=== Excerpt to read ===
1 Introduction

Mathematical modeling of the processes associated with deformations of solids with inhomogeneities in the form of inclusions or cracks is an actively studied research topic. Technological progress leads to a remarkable growth of research interest in the development and analysis of new mathematical models of mechanics describing the deformation of bodies with such inhomogeneities, as well as in the improvement of computational methods for solving them. It is well known that both inclusions and cracks in loaded solids can cause significant stress concentrations. When stress concentrations locally exceed critical values, inclusions can delaminate at some part of the interface between different materials. In addition, cracks may appear along the boundaries of inclusions under the influence of the temperature regimes of the operating environment. Analysis of problems for cracked solids is hampered by nonsmoothness of domains in which the problems are formulated. For inhomogeneous bodies with a crack along the boundary of a rigid or elastic inclusion, problems are further complicated by relations describing mechanical interaction of the inclusion and the supporting matrix. For various types of rigid inclusions and cracks, different models of composite solids with cracks subject to both linear and nonlinear boundary conditions have been under active study [1,2,3,4,5,6,7,8,9]. Other models of deformable solids can be found in [10,11,12,13].

In this paper, we follow an approach that uses inequality-type boundary conditions on the crack faces [14,15,16,17,18,19,20,21,22]. This determines the nonlinearity of boundary conditions and leads to the formulation of the problems as variational inequalities. The use of such boundary conditions, in contrast to the classical formulations of the problems of the crack theory [23, 24], does not impose an a priori known zone of contact for the crack faces. The wide range of applicability of variational methods enables successful formulation and investigation of various problems for solids with rigid or elastic inclusions, see, for example [25,26,27,28,29,30,31,32,33,34,35,36,37]. In particular, a foundational reference for two-dimensional elasticity problems with Signorini-type conditions on a part of the boundary of a thin delaminated rigid inclusion is [4]. The three-dimensional case was proposed in [22]. The papers [5, 26, 31] are devoted to optimal control problems for the shapes of cracks or rigid inclusions in elastic bodies. As for the framework of equilibrium problems, we refer to [38] with the references quoted therein.

=== Task brief ===
Proceed with the introduction on modeling solids with cracks and inclusions, starting after its final sentence.

=== Information shown ===
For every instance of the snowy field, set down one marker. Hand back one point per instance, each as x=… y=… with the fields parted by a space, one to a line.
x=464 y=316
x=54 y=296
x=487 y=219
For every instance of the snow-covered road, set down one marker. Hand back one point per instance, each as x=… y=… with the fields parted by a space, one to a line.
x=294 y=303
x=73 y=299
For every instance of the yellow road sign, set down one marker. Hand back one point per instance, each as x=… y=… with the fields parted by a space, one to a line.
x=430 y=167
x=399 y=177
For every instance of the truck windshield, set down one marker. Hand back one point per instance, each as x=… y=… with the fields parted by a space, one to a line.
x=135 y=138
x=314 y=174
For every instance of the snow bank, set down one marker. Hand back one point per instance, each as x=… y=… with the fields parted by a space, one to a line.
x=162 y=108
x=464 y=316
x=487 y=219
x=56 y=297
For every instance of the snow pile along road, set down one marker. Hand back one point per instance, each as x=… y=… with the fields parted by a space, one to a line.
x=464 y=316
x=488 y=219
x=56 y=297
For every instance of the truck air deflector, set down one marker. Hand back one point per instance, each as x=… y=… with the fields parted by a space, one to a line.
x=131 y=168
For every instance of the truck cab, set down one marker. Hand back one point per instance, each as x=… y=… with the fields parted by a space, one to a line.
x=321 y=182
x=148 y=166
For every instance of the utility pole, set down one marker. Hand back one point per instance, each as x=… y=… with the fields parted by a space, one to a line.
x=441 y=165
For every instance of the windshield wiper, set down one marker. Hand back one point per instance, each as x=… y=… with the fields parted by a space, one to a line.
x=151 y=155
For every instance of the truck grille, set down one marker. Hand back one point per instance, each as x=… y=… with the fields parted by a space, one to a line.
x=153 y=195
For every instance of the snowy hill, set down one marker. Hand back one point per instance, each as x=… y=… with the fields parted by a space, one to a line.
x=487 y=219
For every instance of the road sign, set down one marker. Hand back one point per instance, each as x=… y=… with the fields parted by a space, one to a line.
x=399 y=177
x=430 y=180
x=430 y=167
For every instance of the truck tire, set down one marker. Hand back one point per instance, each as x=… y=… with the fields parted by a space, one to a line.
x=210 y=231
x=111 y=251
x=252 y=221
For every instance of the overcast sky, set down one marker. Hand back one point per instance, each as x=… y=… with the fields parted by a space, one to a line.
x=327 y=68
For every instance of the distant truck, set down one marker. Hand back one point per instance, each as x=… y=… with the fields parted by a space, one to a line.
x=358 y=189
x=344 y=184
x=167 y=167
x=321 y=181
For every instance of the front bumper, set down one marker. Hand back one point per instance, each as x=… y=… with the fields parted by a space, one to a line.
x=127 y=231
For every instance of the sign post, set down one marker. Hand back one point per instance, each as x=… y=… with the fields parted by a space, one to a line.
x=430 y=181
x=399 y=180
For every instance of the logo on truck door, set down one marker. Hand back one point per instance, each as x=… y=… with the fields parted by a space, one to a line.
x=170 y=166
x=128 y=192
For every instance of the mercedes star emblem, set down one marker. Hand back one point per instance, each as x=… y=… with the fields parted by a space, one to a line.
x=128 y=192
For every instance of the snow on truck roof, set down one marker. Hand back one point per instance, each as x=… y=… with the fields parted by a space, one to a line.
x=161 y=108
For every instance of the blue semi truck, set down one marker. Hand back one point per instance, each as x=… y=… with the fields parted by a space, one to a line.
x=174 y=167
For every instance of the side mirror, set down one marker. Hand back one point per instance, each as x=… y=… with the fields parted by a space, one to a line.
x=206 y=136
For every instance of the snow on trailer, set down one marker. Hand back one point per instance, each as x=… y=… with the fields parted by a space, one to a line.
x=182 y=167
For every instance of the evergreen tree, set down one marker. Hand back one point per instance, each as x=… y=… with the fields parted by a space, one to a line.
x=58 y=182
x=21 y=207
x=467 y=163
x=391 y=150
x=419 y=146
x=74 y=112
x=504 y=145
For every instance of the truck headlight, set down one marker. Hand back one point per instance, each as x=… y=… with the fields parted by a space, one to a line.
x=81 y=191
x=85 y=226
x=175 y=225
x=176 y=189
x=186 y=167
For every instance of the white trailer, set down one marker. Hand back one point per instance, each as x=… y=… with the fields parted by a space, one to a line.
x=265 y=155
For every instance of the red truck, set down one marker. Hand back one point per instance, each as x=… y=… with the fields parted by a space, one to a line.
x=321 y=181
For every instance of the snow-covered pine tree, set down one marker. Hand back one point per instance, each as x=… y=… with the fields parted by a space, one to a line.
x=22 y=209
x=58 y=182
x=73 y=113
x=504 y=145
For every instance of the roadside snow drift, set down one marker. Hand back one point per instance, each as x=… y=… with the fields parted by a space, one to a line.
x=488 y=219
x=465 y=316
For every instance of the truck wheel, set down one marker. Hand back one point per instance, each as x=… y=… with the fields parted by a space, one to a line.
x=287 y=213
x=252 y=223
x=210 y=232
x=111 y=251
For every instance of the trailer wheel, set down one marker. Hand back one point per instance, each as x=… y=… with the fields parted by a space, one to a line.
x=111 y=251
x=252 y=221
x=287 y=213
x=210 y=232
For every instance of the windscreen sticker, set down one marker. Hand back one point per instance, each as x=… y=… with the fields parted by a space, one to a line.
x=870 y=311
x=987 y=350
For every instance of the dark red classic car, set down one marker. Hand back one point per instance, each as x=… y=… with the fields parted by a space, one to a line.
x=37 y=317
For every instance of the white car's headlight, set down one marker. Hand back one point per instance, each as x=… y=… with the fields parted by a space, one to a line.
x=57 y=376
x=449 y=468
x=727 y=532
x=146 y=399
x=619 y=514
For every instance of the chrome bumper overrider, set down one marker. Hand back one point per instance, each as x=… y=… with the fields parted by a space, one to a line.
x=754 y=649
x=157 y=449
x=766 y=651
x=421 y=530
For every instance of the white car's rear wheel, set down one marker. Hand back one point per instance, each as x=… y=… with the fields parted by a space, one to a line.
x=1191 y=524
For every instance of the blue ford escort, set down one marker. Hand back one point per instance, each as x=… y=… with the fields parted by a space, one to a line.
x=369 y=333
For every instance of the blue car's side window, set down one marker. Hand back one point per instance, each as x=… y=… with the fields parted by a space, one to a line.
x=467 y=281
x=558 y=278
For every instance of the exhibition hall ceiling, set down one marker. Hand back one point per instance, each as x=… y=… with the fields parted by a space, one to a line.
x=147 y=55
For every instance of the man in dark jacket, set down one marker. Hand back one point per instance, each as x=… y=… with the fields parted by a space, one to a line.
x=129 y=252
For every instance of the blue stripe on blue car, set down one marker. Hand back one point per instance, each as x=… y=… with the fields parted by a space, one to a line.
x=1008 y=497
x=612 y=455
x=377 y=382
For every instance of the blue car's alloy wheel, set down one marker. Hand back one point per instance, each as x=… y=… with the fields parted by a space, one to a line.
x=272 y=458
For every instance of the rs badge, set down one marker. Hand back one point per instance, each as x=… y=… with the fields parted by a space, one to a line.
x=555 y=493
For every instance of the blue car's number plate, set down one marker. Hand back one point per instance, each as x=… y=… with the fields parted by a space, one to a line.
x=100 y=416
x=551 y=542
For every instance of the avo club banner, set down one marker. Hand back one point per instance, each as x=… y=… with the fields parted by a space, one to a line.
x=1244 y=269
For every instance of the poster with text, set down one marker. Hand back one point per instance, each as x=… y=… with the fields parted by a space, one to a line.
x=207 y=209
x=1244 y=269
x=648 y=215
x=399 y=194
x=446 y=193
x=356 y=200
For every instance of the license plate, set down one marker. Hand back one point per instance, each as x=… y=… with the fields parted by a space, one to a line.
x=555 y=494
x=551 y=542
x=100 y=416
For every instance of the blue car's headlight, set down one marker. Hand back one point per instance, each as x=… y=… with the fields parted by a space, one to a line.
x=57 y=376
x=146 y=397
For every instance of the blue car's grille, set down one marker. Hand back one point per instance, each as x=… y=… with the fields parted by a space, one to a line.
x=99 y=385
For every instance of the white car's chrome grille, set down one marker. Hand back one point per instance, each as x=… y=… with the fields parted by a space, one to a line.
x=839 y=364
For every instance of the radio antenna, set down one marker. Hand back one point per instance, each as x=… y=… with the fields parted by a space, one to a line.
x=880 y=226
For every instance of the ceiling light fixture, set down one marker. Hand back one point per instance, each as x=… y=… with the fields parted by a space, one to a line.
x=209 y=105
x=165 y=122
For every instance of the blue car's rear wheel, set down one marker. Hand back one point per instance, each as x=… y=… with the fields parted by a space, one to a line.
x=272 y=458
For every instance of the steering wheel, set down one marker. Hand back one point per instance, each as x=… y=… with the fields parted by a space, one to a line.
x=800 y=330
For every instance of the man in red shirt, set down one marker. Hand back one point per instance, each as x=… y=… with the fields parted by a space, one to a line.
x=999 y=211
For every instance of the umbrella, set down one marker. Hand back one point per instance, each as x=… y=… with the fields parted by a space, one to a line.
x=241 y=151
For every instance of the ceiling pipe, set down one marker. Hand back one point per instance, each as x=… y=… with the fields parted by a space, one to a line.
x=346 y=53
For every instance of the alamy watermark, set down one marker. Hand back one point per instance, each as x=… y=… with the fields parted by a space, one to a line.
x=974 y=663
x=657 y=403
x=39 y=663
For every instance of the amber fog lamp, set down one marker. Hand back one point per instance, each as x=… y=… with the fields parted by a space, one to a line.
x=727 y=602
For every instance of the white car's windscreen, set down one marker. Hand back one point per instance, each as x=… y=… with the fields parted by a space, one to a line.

=== Exercise answer ===
In the present article, we investigate the connection between two different two-dimensional models describing the equilibrium of an elastic body with a rigid inclusion. Following [27], we will use the following characterizations for inclusions: the term “thin inclusion” is used when the dimension of the inclusion set is strictly less than the dimension of the body, while the term “volume inclusion” is used when the dimensions coincide. For the first model, we assume that the body contains a volume rigid inclusion described by a domain. In addition, we suppose that the body has an interfacial crack lying on a part of the inclusion boundary. The second model also describes equilibrium of an elastic body with a rigid inclusion and a crack, but unlike the first case, the inclusion is modeled as a union of a finite number of straight line segments and a curve joining these segments. The crack is given by the same curve in both models. We prove that the equilibrium problem for the first model can be viewed as the limit of problems corresponding to the second model as the number of line segments in the inclusion tends to infinity. For a suitable Sobolev space, the strong convergence of solutions of the corresponding problems is established.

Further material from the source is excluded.